-- Data records --
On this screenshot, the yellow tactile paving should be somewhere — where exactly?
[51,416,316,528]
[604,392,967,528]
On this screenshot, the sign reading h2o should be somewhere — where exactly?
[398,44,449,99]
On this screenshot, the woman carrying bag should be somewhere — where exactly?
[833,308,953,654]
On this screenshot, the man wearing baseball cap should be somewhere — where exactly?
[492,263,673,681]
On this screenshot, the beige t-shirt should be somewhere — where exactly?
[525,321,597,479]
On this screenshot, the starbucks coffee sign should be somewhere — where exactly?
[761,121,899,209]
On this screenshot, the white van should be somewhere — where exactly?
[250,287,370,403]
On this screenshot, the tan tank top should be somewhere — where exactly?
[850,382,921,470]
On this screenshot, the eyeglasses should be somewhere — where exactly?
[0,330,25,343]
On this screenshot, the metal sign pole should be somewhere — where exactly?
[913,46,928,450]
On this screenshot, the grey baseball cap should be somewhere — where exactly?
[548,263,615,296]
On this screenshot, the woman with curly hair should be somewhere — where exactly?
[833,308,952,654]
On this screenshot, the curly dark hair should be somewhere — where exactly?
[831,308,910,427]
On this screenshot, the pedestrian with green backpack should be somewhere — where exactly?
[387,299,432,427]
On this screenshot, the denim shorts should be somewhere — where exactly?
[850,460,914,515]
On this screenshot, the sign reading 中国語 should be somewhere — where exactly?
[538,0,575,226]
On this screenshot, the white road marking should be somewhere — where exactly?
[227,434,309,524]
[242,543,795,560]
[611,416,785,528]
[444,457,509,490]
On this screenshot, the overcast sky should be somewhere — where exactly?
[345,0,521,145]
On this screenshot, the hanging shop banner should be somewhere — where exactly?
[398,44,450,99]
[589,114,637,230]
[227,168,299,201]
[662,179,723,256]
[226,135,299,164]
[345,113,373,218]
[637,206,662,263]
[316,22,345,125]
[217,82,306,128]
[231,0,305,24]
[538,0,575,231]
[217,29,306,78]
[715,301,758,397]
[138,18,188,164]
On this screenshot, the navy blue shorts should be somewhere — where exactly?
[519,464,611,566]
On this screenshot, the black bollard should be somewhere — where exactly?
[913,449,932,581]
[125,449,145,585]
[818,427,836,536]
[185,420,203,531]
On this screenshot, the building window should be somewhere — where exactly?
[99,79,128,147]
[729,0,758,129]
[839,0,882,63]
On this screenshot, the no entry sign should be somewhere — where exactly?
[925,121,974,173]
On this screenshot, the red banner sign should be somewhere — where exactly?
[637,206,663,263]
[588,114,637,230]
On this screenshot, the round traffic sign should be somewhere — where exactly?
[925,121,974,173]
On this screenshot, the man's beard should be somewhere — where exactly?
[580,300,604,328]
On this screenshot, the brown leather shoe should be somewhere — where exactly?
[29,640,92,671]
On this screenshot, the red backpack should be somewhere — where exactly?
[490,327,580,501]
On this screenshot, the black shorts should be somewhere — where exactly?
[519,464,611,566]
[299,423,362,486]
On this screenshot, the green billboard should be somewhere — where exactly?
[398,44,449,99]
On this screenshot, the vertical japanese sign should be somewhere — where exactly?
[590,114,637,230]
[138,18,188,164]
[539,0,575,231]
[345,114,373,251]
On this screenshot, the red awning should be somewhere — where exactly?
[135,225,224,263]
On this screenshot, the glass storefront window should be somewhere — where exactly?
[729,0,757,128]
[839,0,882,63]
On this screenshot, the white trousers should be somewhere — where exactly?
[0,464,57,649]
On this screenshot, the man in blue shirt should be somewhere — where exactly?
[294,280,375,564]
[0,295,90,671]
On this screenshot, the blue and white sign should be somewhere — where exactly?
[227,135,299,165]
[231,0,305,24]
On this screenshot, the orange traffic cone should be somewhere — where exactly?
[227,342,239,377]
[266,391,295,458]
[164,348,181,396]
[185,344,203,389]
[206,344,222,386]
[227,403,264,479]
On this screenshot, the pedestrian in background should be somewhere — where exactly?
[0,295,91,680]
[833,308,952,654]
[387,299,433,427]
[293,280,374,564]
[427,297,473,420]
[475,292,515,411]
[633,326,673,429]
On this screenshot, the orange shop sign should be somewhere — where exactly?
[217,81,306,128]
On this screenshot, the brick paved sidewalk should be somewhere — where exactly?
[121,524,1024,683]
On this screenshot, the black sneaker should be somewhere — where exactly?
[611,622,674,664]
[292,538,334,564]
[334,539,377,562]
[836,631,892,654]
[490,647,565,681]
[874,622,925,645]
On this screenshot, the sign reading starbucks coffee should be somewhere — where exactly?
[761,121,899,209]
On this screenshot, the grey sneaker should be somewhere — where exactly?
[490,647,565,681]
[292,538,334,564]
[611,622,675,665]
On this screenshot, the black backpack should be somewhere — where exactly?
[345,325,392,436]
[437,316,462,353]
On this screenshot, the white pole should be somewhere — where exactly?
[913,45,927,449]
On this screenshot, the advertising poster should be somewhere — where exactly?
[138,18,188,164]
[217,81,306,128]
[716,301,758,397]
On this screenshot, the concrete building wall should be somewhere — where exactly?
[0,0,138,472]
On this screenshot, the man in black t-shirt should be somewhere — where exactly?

-- Short exercise --
Reproduce, without any change, the stretch of the material above from the line containing "On this screenshot, the grey sneaker" through the line containing "[913,45,927,449]".

-- Result for this task --
On this screenshot, the grey sneaker should be somewhere — where exactly?
[490,647,565,681]
[292,538,334,564]
[611,622,675,665]
On this screenshot, the black backpack should be somewhere — where exactly?
[345,325,392,436]
[437,316,462,353]
On this screenshot, the white pole should be somewhere — where exactly?
[913,45,927,449]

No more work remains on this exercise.